SOURCE EXTRACT>
The fixed controls section starts with FIXED-CONTROLS, followed by control setting lines in assignment form. Each control in this section can only be assigned to one value. If the same control appears several times in this section, its first appearance will be used.

When writting out the tuner method file, all the controls set for the current problem will be included in the fixed control section. When reading in the tuner method file using XPRStunerreadmethod, these controls won't be applied to the current problem immediately, they will only be applied to the worker problem used in the tuner.

This section can be empty.

The tunable controls

The tunable controls section starts with TUNABLE-CONTROLS, followed by control setting lines in assignment form. Each control in this section can be assigned to one value, or multiple values seperated by commas. A control may appear multiple times in this section.

When reading in a tuner method file and writing it out again, the tunable controls may appear in a different order. If there is a control appearing multiple times in the original tuner method file, when written out, it will be combined into a single line with multiple values.

For bit vector controls, such as PRESOLVEOPS, SCALING, or HEURSEARCHROOTSELECT, it is possible to either specify concrete assignments to the control or to specify individual bits that should be used for tuning. In the latter case, one has to use a colon instead of an equals sign. For example, "SCALING = 24, 675" will tune using the two given concrete values 24 and 675, while "SCALING : 3, 4, 9" will individually toggle bits 3, 4, and 9 of the default value for SCALING and potentially also try combinations of those later during tuning.

This section can be empty. When both the fixed and the tunable secitons are empty, the tuner will then use a pre-defined factory tuner method.

The Simplex Log

During the simplex optimization, a summary log is displayed at regular time intervals, determined by an internal deterministic timer. This summary log has the form:

Its	The number of iterations or steps taken so far.

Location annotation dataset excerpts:
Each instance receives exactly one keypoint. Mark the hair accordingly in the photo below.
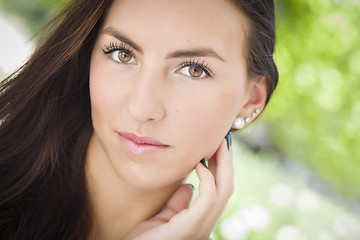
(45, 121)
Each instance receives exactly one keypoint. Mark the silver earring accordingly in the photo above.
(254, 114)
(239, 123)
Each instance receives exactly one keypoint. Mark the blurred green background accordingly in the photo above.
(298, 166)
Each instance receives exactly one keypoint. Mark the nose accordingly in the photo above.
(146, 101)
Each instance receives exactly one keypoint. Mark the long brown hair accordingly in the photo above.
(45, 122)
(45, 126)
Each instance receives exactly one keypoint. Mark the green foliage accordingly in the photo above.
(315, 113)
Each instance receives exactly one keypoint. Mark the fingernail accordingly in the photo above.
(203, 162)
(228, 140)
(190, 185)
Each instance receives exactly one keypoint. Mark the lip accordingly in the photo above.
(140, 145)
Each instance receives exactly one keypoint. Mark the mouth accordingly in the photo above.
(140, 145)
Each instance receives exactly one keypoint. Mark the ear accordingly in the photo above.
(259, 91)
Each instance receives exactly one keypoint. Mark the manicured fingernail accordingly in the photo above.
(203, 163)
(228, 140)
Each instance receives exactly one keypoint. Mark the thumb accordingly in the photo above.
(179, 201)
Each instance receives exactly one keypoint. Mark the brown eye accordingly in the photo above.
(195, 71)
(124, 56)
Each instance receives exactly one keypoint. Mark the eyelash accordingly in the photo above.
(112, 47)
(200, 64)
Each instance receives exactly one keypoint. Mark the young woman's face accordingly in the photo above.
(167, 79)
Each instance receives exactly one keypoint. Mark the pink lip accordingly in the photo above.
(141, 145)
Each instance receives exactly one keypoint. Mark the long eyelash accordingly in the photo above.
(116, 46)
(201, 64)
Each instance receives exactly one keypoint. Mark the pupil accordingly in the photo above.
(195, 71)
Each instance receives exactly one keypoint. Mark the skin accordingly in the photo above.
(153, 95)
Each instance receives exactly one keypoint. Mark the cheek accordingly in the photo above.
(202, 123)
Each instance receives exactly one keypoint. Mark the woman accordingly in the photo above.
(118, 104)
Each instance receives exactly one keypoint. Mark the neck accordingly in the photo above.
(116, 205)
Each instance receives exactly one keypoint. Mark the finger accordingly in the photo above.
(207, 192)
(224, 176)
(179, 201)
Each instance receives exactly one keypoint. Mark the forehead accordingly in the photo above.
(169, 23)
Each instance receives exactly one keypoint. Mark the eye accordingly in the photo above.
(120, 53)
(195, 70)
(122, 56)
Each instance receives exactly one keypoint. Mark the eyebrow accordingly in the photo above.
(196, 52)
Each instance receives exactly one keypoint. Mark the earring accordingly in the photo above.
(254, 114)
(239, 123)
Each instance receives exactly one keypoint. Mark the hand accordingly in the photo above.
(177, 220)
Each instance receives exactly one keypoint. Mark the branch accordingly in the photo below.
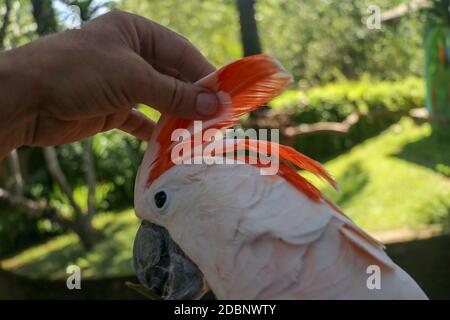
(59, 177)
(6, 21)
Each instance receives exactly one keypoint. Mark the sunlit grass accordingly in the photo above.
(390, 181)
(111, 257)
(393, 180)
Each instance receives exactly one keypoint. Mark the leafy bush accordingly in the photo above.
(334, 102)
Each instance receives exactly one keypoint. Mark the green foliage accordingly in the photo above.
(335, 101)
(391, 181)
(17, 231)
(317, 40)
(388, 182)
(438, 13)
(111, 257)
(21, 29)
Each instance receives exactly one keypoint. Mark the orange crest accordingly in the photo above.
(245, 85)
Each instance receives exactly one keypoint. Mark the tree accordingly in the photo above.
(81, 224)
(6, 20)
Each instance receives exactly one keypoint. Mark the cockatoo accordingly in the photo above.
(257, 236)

--

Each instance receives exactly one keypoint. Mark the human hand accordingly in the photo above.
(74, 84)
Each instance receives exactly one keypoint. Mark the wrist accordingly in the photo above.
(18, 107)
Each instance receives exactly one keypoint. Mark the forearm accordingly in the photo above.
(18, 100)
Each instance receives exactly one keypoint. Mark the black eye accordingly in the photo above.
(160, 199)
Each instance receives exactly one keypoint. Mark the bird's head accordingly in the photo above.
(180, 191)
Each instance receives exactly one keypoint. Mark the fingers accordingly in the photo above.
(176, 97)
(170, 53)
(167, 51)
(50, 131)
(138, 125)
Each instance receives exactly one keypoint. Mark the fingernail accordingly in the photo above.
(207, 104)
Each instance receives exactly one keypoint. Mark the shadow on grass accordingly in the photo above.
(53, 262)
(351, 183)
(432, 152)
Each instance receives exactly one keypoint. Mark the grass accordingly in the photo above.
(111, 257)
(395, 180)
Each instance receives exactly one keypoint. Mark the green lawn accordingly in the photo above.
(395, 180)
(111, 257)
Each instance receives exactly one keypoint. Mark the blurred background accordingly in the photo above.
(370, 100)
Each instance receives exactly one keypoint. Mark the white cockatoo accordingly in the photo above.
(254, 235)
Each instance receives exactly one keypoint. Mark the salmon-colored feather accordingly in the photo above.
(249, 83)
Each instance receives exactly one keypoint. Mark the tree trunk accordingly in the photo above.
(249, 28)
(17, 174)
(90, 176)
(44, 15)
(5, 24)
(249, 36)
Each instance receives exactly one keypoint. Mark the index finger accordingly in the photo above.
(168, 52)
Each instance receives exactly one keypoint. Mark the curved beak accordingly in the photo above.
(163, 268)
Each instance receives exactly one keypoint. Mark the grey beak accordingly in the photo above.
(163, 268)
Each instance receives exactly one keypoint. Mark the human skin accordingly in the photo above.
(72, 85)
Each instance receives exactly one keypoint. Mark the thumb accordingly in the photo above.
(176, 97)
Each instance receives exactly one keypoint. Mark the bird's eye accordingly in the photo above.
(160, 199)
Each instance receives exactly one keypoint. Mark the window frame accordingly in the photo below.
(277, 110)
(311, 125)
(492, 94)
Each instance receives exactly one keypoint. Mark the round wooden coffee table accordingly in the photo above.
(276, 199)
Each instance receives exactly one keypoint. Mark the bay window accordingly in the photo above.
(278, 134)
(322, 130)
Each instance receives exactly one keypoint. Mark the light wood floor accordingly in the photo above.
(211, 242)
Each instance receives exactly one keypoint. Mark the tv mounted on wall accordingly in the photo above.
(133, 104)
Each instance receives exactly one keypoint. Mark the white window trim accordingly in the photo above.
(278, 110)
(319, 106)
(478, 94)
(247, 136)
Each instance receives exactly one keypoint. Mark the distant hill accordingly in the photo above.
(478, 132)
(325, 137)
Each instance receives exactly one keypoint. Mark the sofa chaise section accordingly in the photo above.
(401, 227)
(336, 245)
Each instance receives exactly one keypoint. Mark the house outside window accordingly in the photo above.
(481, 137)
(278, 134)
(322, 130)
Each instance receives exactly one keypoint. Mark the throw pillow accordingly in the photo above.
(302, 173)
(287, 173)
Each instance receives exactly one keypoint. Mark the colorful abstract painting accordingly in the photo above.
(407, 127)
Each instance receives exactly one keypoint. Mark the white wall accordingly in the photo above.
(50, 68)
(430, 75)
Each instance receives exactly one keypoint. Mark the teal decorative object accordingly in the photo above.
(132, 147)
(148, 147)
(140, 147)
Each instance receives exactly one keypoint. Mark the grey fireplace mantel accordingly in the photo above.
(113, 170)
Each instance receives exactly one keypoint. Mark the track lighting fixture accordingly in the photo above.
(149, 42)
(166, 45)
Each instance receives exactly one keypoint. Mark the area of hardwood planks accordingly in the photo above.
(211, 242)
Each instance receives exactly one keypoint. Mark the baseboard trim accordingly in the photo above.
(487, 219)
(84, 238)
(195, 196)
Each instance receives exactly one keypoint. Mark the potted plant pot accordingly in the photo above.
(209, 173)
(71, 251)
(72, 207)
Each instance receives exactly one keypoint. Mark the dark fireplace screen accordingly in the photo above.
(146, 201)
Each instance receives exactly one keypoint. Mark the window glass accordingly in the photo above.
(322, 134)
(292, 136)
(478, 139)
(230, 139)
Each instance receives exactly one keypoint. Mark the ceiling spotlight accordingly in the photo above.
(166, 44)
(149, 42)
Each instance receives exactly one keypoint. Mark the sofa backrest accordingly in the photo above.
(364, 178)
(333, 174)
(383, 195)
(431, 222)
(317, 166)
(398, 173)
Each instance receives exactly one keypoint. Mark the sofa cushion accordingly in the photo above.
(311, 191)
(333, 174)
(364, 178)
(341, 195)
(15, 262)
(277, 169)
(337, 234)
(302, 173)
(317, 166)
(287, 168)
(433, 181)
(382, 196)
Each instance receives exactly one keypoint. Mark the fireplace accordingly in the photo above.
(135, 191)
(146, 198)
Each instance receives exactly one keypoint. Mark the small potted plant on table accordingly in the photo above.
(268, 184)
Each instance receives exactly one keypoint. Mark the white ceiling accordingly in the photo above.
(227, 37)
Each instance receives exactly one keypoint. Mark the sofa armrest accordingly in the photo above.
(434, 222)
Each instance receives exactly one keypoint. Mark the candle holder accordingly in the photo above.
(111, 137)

TASK STATEMENT> Reproduce the passage on tuner method files from "When writting out" up to and including "in this section.".

THE REPLY>
When writting out the tuner method file, all the controls set for the current problem will be included in the fixed control section. When reading in the tuner method file using XPRStunerreadmethod, these controls won't be applied to the current problem immediately, they will only be applied to the worker problem used in the tuner.

This section can be empty.

The tunable controls

The tunable controls section starts with TUNABLE-CONTROLS, followed by control setting lines in assignment form. Each control in this section can be assigned to one value, or multiple values seperated by commas. A control may appear multiple times in this section.